DOCUMENT EXTRACT.
◆ ◆ ◆ ◆ ◆
Off axis light can be difficult to bring to a best focus. Mirrors can be obstructed by things in the
way like other mirrors. Glass lenses,
without some seriously complex engineering and in the end unsuccessful effort, bring light of different colors to different foci.
Objects that are flat in real space can become curved in the image space (think
of having to take pictures with curved film rather than flat, which is what
they do in Schmidt cameras...and the back side of human eyeballs). In the end one can conclude that perfect
optical systems cannot be created. The
errors can only be minimized or pushed around to optimize for some particular
optical function or purpose.
“In this way a three dimensional figure is always distorted by a lens or mirror. By using several lenses in a row, in such a way that they compensate for each other’s errors as much as possible, it is possible to make an image of a particular area, with only a few small aberrations. Here begins the singular field of the design or optical systems. This complicated work demands not only a thorough knowledge of mathematics and optics but also a certain artistic insight.”
ACS van Heel,
“What is Light”
◆ ◆ ◆ ◆ ◆
DATA SHOWN.
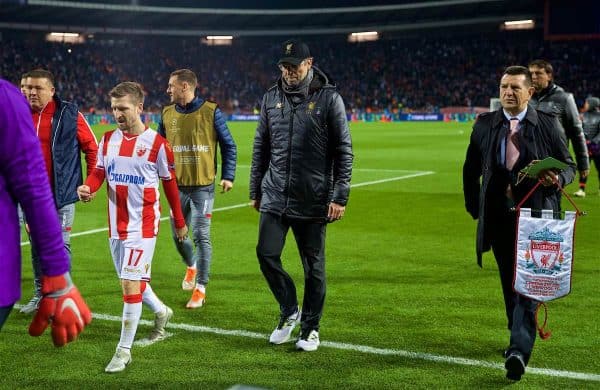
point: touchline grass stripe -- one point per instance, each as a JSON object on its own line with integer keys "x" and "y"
{"x": 370, "y": 350}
◆ ◆ ◆ ◆ ◆
EXERCISE 1.
In the optics passage, what kind of film do Schmidt cameras take pictures with?
EXERCISE 2.
Reproduce the optics passage from "Objects that are" to "function or purpose.".
EXERCISE 3.
Pick up the optics passage after its final line and keep it going.

FINAL ANSWER 1.
Curved film rather than flat film.

FINAL ANSWER 2.
Objects that are flat in real space can become curved in the image space (think
of having to take pictures with curved film rather than flat, which is what
they do in Schmidt cameras...and the back side of human eyeballs). In the end one can conclude that perfect
optical systems cannot be created. The
errors can only be minimized or pushed around to optimize for some particular
optical function or purpose.

FINAL ANSWER 3.
But even if one can artfully manage the aberrations, it gets
worse still. Optical aberrations are
only one link in a chain of potential problems between star and brain. There
are factors both between a star and telescope and between the telescope and the
brain that can vitiate the image in a million infuriating ways. Suiter lists some of these in a useful
diagram not reproduced here but which includes some of the following: outside
the telescope there can be turbulent air, ground turbulence, light pollution,
and dust, dirt or dew on the lens; inside the lens and beyond, there can be alignment
problems, tube currents, obstructions, internal reflections and stray light,
eyepiece problems, mis-focusing, eye problems, and even perception and mental
processing errors.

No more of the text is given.